• [Documento]:
* * *
Intervenção de

Quadro de Referência Estratégico Nacional (QREN) - Intervenção de Agostinho Lopes na AR

Preparação do futuro Quadro de Referência Estratégico Nacional (QREN)

 

Sr. Presidente,
Sr. Ministro,

Como já foi aqui referido, V. Ex.ª começou com um lapso, pois o Sr. Ministro já veio a esta Assembleia duas vezes: a primeira, no dia 7 de Setembro, aquando de um debate agendado pelo PCP, e a segunda, hoje, neste debate de urgência, requerido pelo PSD. Ou seja, veio cá a pedido da oposição e não por sua livre iniciativa.

O Sr. Ministro não desconhece que uma das incumbências prioritárias do Estado, segundo a Constituição da República Portuguesa, é a correcção das assimetrias regionais. E este objectivo, não sendo contraditório, não é confundível com a melhoria da competitividade das regiões ou dos territórios.

Tenho de considerar que houve um progresso formal na abordagem do problema. De facto, uma primeira versão conhecida da resolução do Conselho de Ministros não falava, nas prioridades estratégicas, em correcção das assimetrias regionais; na versão final da Resolução do Conselho de Ministros n.º 25/2006, de 10 de Março, foi acrescentado «tendo presente a vontade de reduzir assimetrias regionais»; e, agora, no projecto de QREN, retirou-se a «vontade» e ficou apenas «tendo presente a redução de assimetrias regionais».
* * *
• [Instrução 1]: Transcreva o trecho da intervenção sobre o QREN que começa em "Quadro de Referência Estratégico Nacional (QREN) - Intervenção" e termina em "futuro Quadro de Referência Estratégico Nacional (QREN)".
• [Instrução 2]: Reúna, das linhas abaixo, todas as que contêm a palavra "baseball".

• [Dados do exercício]:
* * *
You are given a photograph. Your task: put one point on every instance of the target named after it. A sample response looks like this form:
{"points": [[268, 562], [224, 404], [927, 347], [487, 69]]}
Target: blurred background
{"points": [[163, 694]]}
* * *
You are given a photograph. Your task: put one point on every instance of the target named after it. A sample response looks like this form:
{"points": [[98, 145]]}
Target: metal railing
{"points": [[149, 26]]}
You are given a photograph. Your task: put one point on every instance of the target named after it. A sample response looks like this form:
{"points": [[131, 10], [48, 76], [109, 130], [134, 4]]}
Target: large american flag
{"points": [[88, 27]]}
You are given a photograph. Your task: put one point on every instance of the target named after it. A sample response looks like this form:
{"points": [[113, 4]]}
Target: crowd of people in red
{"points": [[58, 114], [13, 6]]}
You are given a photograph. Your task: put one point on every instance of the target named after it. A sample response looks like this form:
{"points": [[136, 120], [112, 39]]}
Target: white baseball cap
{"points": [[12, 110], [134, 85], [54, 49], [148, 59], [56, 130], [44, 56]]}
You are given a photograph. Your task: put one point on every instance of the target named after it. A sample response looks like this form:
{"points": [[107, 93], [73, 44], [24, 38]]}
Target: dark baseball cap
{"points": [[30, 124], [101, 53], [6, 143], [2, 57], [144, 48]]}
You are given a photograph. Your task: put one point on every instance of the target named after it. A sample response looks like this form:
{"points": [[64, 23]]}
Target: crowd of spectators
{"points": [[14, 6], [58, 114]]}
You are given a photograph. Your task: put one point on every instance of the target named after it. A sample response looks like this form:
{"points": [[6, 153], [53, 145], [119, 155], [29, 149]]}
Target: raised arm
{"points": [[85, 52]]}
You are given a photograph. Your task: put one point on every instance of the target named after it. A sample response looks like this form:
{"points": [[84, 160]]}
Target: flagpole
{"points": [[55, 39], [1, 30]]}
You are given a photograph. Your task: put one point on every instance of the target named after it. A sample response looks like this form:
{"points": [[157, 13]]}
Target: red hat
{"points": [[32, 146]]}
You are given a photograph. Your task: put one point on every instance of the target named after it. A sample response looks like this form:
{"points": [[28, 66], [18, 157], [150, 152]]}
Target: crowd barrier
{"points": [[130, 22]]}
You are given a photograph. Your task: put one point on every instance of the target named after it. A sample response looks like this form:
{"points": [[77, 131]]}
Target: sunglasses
* * *
• [Resolução 1]:
Quadro de Referência Estratégico Nacional (QREN) - Intervenção de Agostinho Lopes na AR

Preparação do futuro Quadro de Referência Estratégico Nacional (QREN)

• [Resolução 2]:
Target: white baseball cap
Target: dark baseball cap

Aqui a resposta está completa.